(Data entries)
■ ■ ■ ■ ■ ■ ■

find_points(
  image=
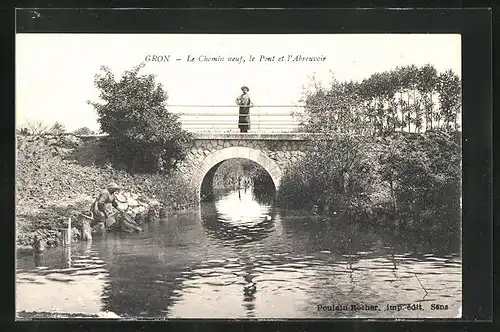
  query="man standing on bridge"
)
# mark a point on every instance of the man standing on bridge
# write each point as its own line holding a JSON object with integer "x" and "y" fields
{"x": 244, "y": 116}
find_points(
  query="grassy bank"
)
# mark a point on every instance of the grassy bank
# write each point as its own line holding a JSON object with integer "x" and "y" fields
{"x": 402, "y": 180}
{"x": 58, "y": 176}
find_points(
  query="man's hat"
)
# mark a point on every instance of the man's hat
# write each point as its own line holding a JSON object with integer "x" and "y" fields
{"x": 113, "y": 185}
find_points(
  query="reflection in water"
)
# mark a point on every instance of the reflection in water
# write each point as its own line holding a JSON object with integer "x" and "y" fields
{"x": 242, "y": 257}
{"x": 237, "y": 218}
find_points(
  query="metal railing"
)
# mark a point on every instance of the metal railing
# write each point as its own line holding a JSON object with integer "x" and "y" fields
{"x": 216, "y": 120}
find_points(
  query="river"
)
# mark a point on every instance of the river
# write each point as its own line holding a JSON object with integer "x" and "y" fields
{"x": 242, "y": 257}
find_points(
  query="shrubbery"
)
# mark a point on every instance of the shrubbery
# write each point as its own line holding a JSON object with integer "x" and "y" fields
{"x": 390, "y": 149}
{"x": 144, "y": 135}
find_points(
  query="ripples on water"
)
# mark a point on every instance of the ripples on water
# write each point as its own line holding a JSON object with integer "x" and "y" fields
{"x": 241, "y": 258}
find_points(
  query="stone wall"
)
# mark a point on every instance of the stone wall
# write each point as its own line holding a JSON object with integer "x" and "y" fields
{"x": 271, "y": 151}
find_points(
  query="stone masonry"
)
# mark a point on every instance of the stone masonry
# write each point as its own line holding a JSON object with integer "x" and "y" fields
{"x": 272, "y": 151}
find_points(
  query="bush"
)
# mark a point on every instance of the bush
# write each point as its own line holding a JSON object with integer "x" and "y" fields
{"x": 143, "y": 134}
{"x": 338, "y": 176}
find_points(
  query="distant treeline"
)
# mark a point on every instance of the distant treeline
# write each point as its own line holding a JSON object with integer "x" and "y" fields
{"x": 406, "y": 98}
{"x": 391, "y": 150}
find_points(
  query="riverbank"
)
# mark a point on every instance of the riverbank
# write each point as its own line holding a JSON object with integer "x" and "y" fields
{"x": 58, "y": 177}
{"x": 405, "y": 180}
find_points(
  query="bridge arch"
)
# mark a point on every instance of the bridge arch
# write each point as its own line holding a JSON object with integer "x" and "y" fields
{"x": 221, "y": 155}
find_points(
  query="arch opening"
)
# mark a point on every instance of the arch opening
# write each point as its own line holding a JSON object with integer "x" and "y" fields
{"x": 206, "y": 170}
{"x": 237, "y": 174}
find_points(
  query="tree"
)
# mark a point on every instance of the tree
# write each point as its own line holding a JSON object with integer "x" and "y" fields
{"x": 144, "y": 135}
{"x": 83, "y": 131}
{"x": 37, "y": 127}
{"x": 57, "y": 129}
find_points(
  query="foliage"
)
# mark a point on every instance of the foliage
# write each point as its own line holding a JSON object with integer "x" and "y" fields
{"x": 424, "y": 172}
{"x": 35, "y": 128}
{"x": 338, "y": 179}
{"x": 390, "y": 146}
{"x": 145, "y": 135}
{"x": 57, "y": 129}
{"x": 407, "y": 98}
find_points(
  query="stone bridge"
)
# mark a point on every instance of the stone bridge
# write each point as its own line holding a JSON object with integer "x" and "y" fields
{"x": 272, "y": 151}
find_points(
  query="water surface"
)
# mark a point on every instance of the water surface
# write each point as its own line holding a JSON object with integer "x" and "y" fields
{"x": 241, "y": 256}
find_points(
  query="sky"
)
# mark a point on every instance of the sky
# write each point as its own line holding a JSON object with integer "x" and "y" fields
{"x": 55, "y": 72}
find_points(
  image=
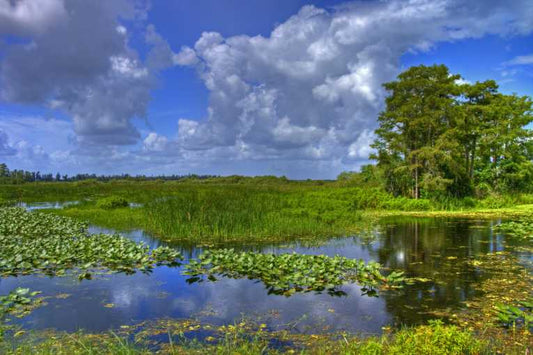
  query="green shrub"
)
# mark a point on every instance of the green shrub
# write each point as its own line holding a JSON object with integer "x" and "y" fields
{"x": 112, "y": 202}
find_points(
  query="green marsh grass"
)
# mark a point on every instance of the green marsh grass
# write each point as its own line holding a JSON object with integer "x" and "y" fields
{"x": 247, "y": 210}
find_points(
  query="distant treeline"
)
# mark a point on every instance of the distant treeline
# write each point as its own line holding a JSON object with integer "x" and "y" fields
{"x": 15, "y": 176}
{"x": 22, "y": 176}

■ ■ ■ ■ ■ ■ ■

■ DIRECTIONS FOR THIS TASK: Give back the records above exactly. Pictures stay out.

■ EXERCISE RESULT:
find_points(
  image=
  query="man standing on bridge"
)
# mark a point on every instance of the man standing on bridge
# write each point as its own line holding a JSON object with integer "x" and "y" fields
{"x": 244, "y": 116}
find_points(
  query="grassy bank"
)
# mark a point on every instance of the grassy bank
# write each point as its own line holding a JSON object with integer "x" and "y" fields
{"x": 402, "y": 180}
{"x": 58, "y": 176}
find_points(
  query="man's hat"
)
# mark a point on every instance of the man's hat
# write each point as its own line holding a JSON object with integer "x" and "y" fields
{"x": 113, "y": 185}
find_points(
  query="reflection in water"
)
# mark a point on every instance of the reflection in water
# write each point as its own line holding a JSON object with integer "x" and "y" fields
{"x": 242, "y": 257}
{"x": 237, "y": 218}
find_points(
  query="metal railing"
)
# mark a point on every instance of the metal railing
# write each point as its own line holding a JSON object with integer "x" and "y" fields
{"x": 216, "y": 120}
find_points(
  query="river"
)
# mark a point on every instance of the river
# write each point as its own line holding a JSON object with integer "x" and "y" fields
{"x": 242, "y": 257}
find_points(
  query="shrubbery"
)
# mark a point on every instance of the shrubbery
# write each point as its own line holding a JSON object with integer "x" and "y" fields
{"x": 390, "y": 149}
{"x": 144, "y": 135}
find_points(
  query="ripples on water"
)
# mark a point on every instance of the ripples on water
# write each point as its own line holding a JSON object with integer "x" and "y" fields
{"x": 241, "y": 258}
find_points(
  query="stone wall"
)
# mark a point on every instance of the stone wall
# write each point as its own line holding a JSON object with integer "x" and "y" fields
{"x": 271, "y": 151}
find_points(
  query="stone masonry"
)
# mark a point on every instance of the stone masonry
# write each point as its own line holding a JSON object with integer "x" and "y" fields
{"x": 272, "y": 151}
find_points(
  query="bush"
)
# mark a point on every instance of the bush
# write each point as its own line holding a JSON object with integer "x" and "y" fields
{"x": 143, "y": 134}
{"x": 338, "y": 176}
find_points(
  query="distant treeline"
)
# mark a point on every instance of the distant treeline
# write each point as its own line holding a JSON object with integer "x" and "y" fields
{"x": 406, "y": 98}
{"x": 391, "y": 150}
find_points(
  query="riverbank"
)
# mark a point on every instance of the riverbank
# write each point as its own line holding a JSON object with integer "x" and "y" fields
{"x": 58, "y": 177}
{"x": 405, "y": 180}
find_points(
  query="bridge arch"
)
# mark a point on every instance of the bridge arch
# write each point as its own line holding a JSON object with integer "x" and "y" fields
{"x": 221, "y": 155}
find_points(
  query="arch opening"
)
# mark a point on every instance of the arch opening
# write each point as its own line holding a JSON object with integer "x" and "y" fields
{"x": 206, "y": 170}
{"x": 237, "y": 174}
find_points(
  query="tree"
)
# mark a point on every instance of the tree
# write each point as its own line holding a JSON object with integer "x" and "y" fields
{"x": 144, "y": 135}
{"x": 83, "y": 131}
{"x": 37, "y": 127}
{"x": 57, "y": 129}
find_points(
  query="foliage"
)
# mark a point on every instance of the foliage
# write each point as its own line holding a JSON object with integer "x" and "y" fields
{"x": 424, "y": 172}
{"x": 35, "y": 128}
{"x": 338, "y": 179}
{"x": 390, "y": 146}
{"x": 145, "y": 135}
{"x": 57, "y": 129}
{"x": 407, "y": 98}
find_points(
  query="stone bridge"
)
# mark a point on every instance of the stone bridge
# write each point as its own line holding a JSON object with integer "x" and "y" fields
{"x": 272, "y": 151}
find_points(
  query="water surface"
)
# mark a point on every instance of the water surface
# write each point as its own line holding a JSON object with integer "x" and "y" fields
{"x": 241, "y": 256}
find_points(
  query="sky"
)
# mark a point on every instance of the sky
# write each point as its own line holding a JSON object with integer "x" and "y" fields
{"x": 55, "y": 72}
find_points(
  image=
  query="green shrub"
)
# mark a point on every instance of the green shrub
# write each point as its own line holding a JSON object with integer "x" and "y" fields
{"x": 112, "y": 202}
find_points(
  query="green marsh grass"
)
# mark a point on every instance of the green marsh grass
# write each point as its own line holding a JSON object with integer "x" and "y" fields
{"x": 247, "y": 210}
find_points(
  query="distant treeline"
)
# mark a point on every instance of the distant treeline
# write each point as its own line holding a JSON object with integer "x" and "y" fields
{"x": 15, "y": 176}
{"x": 22, "y": 176}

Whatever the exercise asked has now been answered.